Instructions:
A. In the car show article, could you reproduce the part that opens with the words containing "The proclamation" and closes with "p.m. on Sunday."?
B. In the car show article, where is the classic car and truck sale held?

Passage to read:
%%
The event, a showcase of vehicles from 1964 and earlier, is considered the biggest in the nation.

Running through Sunday, here are some details:

The cars

At the Fairgrounds, the public can check out more than 10,000 street rods, hot rods and custom cars — from 1964 or older — that roar in to Minnesota from around the country.

Other highlights

There also will be commercial vendors, swappers, crafters, entertainment and much more.

The proclamation

In honor of the 50th anniversary of this event, Minnesota Gov. Tim Walz has declared June 21-23, 2024 as “MSRA 50th Annual Back to the Fifties Weekend” in the state.

Hours

8 a.m. to 10 p.m. on Friday; 6 a.m. to 3 p.m. on Sunday.

Location

The Minnesota State Fairgrounds in Falcon Heights.

Admission

$15 at the door (kids ages 15 and under get in free with each paid adult).

Transit

Through an event partnership, the public can grab free rides all weekend on Metro Transit (excluding the Northstar train) to avoid parking hassles. Here are the links:

Friday pass
Saturday pass
Sunday pass

Saturday shuttles

There will be free shuttles from 8 a.m. to 10 p.m. — Saturday only — from two locations:

1.     Energy Technology Center at1450 Energy Park Drive, St. Paul.

2.     The Minnesota Department of Education at 1500 Minnesota Highway 36 West, Roseville

Happening all weekend:

• NAPA Auto Parts display  (Home Improvement Building).

• 200+ commercial vendors (Indoors and outdoors, throughout the Fairgrounds).

• Ladies’ Showcase – (North End Event Center).

Marketplace

A classic car and truck sale that is open to all vehicle years and located at the Miracle of Birth Center (8 a.m. to 6 p.m. on Friday and Saturday and 8 a.m. to 3 p.m. on Sunday). More info at classiccarmarketplace.com.
%%
Data under study:
%%
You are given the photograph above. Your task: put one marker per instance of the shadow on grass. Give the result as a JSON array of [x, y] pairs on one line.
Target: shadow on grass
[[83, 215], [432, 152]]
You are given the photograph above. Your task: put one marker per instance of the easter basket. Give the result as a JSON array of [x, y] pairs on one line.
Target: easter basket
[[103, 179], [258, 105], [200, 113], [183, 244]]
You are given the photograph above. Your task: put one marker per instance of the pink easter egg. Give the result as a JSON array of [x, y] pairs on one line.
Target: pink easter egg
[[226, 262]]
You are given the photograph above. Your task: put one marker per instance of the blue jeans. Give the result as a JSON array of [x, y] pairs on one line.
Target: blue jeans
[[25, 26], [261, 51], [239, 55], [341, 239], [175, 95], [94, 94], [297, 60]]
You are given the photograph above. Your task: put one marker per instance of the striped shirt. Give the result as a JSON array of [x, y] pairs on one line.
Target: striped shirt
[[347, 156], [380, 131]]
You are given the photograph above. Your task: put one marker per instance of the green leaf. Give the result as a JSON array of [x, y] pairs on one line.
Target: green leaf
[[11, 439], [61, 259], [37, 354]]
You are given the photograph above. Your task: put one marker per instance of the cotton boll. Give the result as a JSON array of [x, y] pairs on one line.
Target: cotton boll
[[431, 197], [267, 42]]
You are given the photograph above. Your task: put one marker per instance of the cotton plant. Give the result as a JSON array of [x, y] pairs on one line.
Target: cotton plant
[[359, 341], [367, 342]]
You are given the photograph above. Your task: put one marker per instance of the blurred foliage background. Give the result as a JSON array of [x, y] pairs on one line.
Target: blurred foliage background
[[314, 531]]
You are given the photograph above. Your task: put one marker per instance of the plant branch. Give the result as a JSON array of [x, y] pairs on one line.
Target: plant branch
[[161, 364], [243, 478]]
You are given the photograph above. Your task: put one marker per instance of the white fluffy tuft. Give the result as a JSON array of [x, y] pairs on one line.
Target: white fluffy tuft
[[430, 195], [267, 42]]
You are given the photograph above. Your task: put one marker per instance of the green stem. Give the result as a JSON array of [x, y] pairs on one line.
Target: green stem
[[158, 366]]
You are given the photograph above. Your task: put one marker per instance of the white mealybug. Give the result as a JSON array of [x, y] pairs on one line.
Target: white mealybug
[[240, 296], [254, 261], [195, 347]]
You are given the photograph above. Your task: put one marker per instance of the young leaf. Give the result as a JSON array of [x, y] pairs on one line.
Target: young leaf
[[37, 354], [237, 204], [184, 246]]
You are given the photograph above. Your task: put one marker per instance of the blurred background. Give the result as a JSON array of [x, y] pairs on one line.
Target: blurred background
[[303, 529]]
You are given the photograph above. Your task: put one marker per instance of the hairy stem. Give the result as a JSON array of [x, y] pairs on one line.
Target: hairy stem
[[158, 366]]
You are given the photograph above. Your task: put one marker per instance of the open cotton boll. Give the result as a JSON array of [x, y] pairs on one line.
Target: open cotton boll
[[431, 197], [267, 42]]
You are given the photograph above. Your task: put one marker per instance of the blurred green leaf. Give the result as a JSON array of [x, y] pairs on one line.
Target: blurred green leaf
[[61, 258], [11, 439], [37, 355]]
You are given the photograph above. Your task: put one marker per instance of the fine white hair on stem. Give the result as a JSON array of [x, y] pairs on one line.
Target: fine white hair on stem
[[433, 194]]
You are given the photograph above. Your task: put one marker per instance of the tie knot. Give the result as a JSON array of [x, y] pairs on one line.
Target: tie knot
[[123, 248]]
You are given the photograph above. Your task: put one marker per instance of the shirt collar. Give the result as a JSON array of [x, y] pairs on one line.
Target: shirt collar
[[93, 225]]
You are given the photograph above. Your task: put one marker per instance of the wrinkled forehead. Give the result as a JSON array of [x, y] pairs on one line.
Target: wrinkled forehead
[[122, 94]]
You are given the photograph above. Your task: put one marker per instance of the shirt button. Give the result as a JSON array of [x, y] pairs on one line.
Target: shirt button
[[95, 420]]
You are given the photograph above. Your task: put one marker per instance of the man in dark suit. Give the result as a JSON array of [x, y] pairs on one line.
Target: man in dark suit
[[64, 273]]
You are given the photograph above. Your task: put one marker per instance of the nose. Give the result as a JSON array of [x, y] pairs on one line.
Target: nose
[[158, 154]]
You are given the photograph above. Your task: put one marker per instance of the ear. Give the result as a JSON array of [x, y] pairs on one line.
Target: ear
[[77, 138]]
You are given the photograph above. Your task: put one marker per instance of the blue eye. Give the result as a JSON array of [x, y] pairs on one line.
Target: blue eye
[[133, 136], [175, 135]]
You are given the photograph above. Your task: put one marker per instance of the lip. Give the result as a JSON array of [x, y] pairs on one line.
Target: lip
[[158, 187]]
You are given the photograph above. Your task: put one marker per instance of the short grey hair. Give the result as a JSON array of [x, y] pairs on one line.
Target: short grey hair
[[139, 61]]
%%
Solutions:
A.
The proclamation

In honor of the 50th anniversary of this event, Minnesota Gov. Tim Walz has declared June 21-23, 2024 as “MSRA 50th Annual Back to the Fifties Weekend” in the state.

Hours

8 a.m. to 10 p.m. on Friday; 6 a.m. to 3 p.m. on Sunday.

B. At the Miracle of Birth Center.